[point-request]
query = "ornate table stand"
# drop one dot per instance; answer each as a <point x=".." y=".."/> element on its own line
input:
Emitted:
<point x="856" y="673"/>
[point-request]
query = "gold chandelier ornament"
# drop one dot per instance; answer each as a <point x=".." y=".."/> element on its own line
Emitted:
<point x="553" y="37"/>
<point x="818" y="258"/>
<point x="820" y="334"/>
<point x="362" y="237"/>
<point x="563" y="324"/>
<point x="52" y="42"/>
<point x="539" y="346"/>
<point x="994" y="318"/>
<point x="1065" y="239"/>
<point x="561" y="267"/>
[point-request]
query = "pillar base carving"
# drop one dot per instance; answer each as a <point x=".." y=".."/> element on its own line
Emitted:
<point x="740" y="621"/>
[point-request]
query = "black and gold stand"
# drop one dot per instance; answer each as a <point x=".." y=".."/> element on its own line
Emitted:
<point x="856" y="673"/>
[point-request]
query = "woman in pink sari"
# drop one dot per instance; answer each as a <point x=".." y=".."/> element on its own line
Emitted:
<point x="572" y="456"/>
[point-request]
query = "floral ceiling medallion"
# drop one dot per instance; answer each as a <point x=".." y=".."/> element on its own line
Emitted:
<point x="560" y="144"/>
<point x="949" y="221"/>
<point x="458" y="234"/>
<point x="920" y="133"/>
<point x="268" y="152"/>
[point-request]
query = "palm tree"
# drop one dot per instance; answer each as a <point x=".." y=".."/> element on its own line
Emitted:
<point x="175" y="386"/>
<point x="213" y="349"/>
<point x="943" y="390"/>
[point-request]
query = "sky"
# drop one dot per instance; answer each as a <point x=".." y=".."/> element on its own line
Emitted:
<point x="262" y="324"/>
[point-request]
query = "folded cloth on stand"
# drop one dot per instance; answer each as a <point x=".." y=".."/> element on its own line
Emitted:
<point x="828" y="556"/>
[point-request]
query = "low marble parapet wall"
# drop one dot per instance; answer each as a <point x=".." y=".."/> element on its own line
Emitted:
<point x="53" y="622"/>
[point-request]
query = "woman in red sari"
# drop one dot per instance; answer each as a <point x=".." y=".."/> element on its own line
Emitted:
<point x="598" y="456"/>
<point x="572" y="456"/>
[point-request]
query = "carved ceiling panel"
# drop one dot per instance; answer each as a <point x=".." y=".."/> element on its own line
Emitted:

——————

Task to carry out: Every record above must be duplicated exactly.

Complete response:
[point-request]
query = "ornate table stand"
# drop one dot per instance; answer each as a <point x=".." y=".."/> element on its own line
input:
Emitted:
<point x="856" y="673"/>
[point-request]
query = "gold chandelier ornament"
# drop one dot per instance; answer each as a <point x=".." y=".."/> element on its own line
Emitted:
<point x="553" y="37"/>
<point x="818" y="258"/>
<point x="820" y="334"/>
<point x="362" y="237"/>
<point x="563" y="324"/>
<point x="52" y="42"/>
<point x="539" y="346"/>
<point x="994" y="318"/>
<point x="1065" y="239"/>
<point x="561" y="267"/>
[point-request]
query = "pillar base carving"
# drop one dot per instance; answer each as a <point x=".." y=".."/> element on its own line
Emitted:
<point x="740" y="621"/>
[point-request]
query = "black and gold stand"
# drop one dot per instance; answer each as a <point x=".." y=".."/> element on its own line
Emitted:
<point x="856" y="673"/>
[point-request]
query = "woman in pink sari"
# drop one dot per instance; answer each as a <point x=".." y=".."/> element on its own line
Emitted:
<point x="572" y="456"/>
[point-request]
query = "floral ceiling medallion"
# drop one dot per instance; answer each as a <point x=".." y=".."/> element on its own line
Emitted:
<point x="560" y="144"/>
<point x="949" y="221"/>
<point x="458" y="234"/>
<point x="920" y="133"/>
<point x="268" y="152"/>
[point-request]
query = "palm tree"
# drop one dot per instance; answer each as a <point x=".." y=".."/> element on its own line
Emitted:
<point x="175" y="386"/>
<point x="213" y="349"/>
<point x="943" y="390"/>
[point-request]
query = "sky"
# drop one dot per instance; answer each as a <point x=".." y=".."/> element on its own line
Emitted:
<point x="262" y="324"/>
[point-request]
query = "folded cloth on stand"
# drop one dot per instance; answer each as a <point x=".." y=".."/> element on its own line
Emitted:
<point x="828" y="556"/>
[point-request]
query = "low marble parapet wall"
# drop one dot per instance; answer each as a <point x=".." y=".."/> element on its own line
Emitted:
<point x="53" y="622"/>
[point-request]
query = "woman in red sari"
# drop one dot per instance; answer each as a <point x=".." y=".."/> element on its own line
Emitted:
<point x="598" y="456"/>
<point x="572" y="456"/>
[point-request]
query = "carved ceiling panel"
# drop one dot per instance; answer each as a <point x=".." y=".."/> element on its own line
Emitted:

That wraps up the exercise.